**Excerpt to read:**
Help. Someone please tell me what this is?

         

bartainer

3:57 pm on Sep 6, 2005 (gmt 0)

10+ Year Member



Hello,

I need someone to tell me what this is? I'm receiving these in my mail box (many at the same time), however only from this server. I have replaced the original url with "mywebsite.com". I'm not sure where this is happening? Is this a virus on the server?

skqyodc@mywebsite.com
skqyodc@mywebsite.com
skqyodc@mywebsite.com Content-Type: multipart/mixed; boundary=\"===============1701036387==\" MIME-Version: 1.0 Subject: b2eae383 To: skqyodc@mywebsite.com.com bcc: mhkoch321@aol.com From: skqyodc@mywebsite.com.com This is a multi-part message in MIME format. --===============1701036387== Content-Type: text/plain; charset=\"us-ascii\" MIME-Version: 1.0 Content-Transfer-Encoding: 7bit idbfu --===============1701036387==-- , skqyodc@mywebsite.com
skqyodc@mywebsite.com

tansut

5:28 pm on Sep 6, 2005 (gmt 0)

10+ Year Member



I have seen very similar emails coming from a contact form on our website. It seems to be an injection attack. They try to inject their own email headers into the message sent by the mailing script. The one hitting my server tests each of the inputs on the form. I think that if the injection is successful then a message is sent to the AOL email account with a blind carbon copy (bcc: ****@aol.com). With this information they can start sending out spam using the vulnerability found on the server. For more information google the aol.com email address you posted. It seems to be probing quite a few servers.

From what I can tell the attempts made seem to be an automated process coming from multiple IP addresses from various parts of the world. You need to make sure your mail scripts do not allow headers to be inserted. For my contact page form I have hardcoded all the headers (subject, to, from) into the script. Since it can't inject it's headers all it can do is annoy me with the resulting garbage emails. If you need to allow the visitor to change a mail header then make sure and strip all newlines (\r and \n) from the inputs. You could also try checking for "bcc:" and not sending the email if it finds it.

(Region pointing data)
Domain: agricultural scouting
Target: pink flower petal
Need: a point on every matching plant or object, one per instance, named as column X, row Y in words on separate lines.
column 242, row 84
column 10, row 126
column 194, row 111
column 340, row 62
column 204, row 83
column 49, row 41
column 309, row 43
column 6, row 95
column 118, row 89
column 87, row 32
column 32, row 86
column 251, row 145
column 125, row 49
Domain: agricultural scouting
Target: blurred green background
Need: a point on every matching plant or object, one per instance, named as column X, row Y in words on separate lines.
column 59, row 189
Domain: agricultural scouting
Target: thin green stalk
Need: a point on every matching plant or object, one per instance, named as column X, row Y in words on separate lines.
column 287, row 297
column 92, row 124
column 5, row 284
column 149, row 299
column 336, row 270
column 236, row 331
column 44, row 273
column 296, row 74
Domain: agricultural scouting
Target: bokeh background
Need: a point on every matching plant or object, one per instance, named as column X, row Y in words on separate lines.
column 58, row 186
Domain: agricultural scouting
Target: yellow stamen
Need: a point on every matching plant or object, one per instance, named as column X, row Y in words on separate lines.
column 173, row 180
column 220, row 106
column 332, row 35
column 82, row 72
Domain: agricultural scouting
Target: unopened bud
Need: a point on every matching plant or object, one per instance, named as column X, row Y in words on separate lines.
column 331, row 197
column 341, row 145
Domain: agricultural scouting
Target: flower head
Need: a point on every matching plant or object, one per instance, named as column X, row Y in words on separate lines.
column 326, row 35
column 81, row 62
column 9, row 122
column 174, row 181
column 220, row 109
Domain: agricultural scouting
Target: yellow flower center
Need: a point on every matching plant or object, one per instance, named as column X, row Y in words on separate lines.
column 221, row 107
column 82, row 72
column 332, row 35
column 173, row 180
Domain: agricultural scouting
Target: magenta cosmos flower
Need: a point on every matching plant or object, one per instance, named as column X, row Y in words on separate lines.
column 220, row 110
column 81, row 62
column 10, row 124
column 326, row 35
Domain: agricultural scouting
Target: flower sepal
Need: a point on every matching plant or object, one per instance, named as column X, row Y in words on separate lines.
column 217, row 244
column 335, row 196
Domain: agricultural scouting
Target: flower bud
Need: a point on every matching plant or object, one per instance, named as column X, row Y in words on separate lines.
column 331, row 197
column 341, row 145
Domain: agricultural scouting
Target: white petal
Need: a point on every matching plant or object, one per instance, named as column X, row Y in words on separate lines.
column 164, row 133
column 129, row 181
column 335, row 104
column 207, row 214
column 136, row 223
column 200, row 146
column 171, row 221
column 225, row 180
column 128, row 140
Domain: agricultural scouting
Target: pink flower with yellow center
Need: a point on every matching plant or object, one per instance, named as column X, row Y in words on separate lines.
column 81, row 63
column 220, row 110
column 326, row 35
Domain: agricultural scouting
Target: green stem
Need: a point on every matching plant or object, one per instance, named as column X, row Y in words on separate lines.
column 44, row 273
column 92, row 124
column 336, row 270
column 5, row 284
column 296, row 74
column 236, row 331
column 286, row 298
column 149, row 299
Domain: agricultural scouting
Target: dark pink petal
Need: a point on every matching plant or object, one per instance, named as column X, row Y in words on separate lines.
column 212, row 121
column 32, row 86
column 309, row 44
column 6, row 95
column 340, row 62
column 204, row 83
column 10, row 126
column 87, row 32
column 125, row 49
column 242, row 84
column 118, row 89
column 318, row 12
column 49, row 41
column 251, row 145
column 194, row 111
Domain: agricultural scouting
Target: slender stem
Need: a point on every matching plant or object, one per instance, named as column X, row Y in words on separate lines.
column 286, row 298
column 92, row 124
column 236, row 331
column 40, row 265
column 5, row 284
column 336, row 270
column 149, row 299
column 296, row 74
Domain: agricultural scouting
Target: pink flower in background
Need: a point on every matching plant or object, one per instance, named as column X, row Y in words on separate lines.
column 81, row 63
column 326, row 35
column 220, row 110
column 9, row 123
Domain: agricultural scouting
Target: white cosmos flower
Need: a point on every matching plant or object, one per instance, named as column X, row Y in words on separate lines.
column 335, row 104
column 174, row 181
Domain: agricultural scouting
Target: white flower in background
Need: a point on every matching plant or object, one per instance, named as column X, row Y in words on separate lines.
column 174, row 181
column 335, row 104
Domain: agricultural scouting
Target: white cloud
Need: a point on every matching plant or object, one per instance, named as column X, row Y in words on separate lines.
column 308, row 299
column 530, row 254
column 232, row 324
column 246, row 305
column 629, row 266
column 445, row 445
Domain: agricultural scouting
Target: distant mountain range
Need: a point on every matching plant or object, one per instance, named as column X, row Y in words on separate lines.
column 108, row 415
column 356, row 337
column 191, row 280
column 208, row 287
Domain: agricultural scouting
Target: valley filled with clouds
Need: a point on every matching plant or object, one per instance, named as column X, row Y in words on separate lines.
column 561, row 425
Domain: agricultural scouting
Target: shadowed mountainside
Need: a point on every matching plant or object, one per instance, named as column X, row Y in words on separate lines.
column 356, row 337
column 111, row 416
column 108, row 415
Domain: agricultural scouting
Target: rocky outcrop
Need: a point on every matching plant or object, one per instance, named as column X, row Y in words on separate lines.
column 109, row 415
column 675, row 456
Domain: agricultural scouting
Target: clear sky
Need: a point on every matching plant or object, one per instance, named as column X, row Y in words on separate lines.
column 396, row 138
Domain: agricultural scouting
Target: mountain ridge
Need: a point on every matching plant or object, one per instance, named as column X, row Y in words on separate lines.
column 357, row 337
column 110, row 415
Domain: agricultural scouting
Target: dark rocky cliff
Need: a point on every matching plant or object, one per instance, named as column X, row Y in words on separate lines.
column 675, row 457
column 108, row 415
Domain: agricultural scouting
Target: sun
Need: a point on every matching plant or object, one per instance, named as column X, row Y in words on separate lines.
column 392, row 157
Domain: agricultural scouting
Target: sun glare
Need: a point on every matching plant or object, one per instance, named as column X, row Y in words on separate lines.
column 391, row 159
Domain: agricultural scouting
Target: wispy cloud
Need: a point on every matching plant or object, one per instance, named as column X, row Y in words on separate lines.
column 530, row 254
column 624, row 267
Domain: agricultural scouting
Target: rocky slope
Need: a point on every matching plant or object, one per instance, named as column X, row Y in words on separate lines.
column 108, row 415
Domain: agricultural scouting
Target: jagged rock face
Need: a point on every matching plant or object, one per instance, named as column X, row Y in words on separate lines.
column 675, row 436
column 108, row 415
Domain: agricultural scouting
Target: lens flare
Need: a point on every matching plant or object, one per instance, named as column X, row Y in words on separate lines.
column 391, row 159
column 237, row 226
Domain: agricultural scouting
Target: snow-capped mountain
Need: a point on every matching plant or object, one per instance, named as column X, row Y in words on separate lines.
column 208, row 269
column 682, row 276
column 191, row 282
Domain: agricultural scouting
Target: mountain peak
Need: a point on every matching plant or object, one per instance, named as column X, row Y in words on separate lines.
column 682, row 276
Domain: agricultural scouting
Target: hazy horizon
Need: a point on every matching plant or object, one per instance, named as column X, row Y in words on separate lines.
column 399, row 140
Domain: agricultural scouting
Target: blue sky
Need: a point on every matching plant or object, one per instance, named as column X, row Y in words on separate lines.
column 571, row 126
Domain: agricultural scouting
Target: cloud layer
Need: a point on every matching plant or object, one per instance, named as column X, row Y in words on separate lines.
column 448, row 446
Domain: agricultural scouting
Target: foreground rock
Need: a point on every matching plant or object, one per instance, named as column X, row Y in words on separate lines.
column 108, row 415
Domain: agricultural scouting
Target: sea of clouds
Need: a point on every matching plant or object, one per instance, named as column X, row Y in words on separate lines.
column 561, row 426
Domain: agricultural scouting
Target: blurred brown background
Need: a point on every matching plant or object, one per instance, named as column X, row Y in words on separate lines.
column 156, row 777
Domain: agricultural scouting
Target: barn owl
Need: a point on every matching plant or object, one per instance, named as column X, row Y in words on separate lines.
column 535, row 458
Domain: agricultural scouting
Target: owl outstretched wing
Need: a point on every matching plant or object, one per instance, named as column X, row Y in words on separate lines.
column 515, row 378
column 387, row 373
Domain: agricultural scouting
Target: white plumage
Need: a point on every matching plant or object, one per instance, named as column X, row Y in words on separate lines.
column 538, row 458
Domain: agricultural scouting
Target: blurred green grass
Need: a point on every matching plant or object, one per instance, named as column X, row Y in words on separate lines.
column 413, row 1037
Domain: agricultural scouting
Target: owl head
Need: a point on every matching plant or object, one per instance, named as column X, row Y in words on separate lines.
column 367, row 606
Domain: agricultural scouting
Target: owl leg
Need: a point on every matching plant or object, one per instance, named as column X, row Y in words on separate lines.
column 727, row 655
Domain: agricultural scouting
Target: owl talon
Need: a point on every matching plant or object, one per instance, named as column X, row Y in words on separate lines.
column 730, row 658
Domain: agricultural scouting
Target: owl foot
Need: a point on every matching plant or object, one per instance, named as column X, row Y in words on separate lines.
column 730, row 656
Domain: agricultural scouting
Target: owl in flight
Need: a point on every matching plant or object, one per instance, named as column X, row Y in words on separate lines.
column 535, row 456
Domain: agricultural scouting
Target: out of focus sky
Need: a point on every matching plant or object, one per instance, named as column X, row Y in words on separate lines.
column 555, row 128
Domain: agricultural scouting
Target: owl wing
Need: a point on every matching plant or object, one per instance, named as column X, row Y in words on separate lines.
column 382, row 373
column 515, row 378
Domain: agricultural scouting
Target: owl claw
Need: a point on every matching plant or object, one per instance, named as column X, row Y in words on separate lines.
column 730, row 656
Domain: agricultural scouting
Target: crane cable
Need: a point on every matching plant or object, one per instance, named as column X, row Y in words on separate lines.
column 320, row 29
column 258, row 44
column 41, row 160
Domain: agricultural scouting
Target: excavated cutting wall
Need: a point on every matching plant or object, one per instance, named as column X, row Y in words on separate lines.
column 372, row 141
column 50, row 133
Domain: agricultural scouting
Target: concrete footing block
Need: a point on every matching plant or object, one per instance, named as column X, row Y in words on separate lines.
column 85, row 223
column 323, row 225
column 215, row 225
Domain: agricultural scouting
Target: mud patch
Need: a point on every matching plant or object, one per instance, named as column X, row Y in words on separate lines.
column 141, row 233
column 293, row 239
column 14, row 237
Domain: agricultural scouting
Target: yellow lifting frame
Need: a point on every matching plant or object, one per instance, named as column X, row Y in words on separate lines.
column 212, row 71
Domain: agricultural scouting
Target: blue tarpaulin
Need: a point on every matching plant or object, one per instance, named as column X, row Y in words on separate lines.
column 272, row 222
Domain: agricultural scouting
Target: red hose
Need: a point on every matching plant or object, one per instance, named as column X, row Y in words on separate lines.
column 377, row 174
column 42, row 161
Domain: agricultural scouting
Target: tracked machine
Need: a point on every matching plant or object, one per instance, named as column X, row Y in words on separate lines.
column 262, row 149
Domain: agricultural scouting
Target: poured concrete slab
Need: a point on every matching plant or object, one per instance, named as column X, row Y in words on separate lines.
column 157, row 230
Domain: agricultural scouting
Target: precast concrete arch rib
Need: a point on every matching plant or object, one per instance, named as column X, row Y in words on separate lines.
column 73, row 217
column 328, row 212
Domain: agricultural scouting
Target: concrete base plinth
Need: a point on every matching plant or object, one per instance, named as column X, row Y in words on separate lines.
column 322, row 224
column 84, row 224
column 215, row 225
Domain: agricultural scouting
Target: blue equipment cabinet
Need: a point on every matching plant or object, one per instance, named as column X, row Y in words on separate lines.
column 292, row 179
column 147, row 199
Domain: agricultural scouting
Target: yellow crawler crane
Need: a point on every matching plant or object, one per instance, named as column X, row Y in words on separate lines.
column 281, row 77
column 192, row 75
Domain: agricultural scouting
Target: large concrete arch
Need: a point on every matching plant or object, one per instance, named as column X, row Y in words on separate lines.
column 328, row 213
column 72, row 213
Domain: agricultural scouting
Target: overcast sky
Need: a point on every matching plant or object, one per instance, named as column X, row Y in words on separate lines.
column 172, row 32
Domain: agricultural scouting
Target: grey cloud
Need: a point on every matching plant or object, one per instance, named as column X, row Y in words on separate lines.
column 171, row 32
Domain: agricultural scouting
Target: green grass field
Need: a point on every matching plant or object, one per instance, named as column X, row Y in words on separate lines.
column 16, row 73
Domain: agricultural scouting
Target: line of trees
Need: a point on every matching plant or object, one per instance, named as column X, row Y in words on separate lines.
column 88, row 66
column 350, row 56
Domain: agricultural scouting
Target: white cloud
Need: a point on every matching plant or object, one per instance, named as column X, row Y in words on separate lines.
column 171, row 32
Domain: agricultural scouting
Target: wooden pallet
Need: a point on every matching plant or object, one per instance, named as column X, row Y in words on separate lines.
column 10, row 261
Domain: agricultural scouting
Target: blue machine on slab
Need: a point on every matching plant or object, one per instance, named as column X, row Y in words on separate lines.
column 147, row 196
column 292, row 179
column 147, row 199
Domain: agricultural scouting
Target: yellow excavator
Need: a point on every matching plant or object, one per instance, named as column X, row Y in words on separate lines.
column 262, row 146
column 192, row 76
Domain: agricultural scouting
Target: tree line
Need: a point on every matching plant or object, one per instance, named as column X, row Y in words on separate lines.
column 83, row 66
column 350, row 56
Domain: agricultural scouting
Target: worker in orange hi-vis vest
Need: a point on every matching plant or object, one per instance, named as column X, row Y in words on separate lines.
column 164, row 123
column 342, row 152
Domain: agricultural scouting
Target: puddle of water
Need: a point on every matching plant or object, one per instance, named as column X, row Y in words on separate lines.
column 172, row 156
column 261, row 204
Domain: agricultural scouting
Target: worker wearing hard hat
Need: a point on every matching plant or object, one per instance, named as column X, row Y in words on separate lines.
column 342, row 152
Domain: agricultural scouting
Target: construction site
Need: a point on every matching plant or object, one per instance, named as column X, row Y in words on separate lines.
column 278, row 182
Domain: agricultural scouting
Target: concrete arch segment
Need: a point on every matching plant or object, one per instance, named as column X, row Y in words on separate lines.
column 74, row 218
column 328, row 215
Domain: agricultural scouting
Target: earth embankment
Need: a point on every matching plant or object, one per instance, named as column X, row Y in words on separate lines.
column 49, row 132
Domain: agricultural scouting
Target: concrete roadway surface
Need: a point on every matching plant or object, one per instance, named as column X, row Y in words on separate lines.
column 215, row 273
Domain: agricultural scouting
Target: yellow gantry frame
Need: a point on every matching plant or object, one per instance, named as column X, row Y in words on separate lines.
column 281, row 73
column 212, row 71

**Action item:**
Continue the forum thread about the email header injection attack past its last sentence. The rows have nothing to do with this.

**Answer box:**
bartainer

5:42 pm on Sep 6, 2005 (gmt 0)

10+ Year Member



How do I insert code preventing the headers? I use a php mailer.

tansut

6:37 pm on Sep 6, 2005 (gmt 0)

10+ Year Member



You would only be vulnerable if you allowed visitors to change a mailing header in a form. For example, if you let the user change the Subject or the To address of the email with a form input. If you only allow visitors to change the content of the message (and you have the requisite newline separating the header from the content) then you are safe. If you do allow users to change mail headers, you could try something like this in your PHP code for each vulnerable input:

$variable1 = str_replace("\n","",$variable1);
$variable1 = str_replace("\r","",$variable1);
$variable2 = str_replace("\n","",$variable2);
$variable2 = str_replace("\r","",$variable2);
etc...

Or you could create a function and check the variables with it:

function check_input($in) {
$out = str_replace(array("\n","\r"),"",$in);
// Put any other filtering you need here
return $out;
}

$variable1 = check_input($variable1);
$variable2 = check_input($variable2);
etc…

You would still receive the garbage emails but they wouldn't be able to exploit your server. You could also put some code on the server to detect and not send garbage emails. Something like checking each variable for "bcc:" and killing the script without emailing if it finds it. The PHP function stristr could be used for this.

bartainer

7:59 pm on Sep 6, 2005 (gmt 0)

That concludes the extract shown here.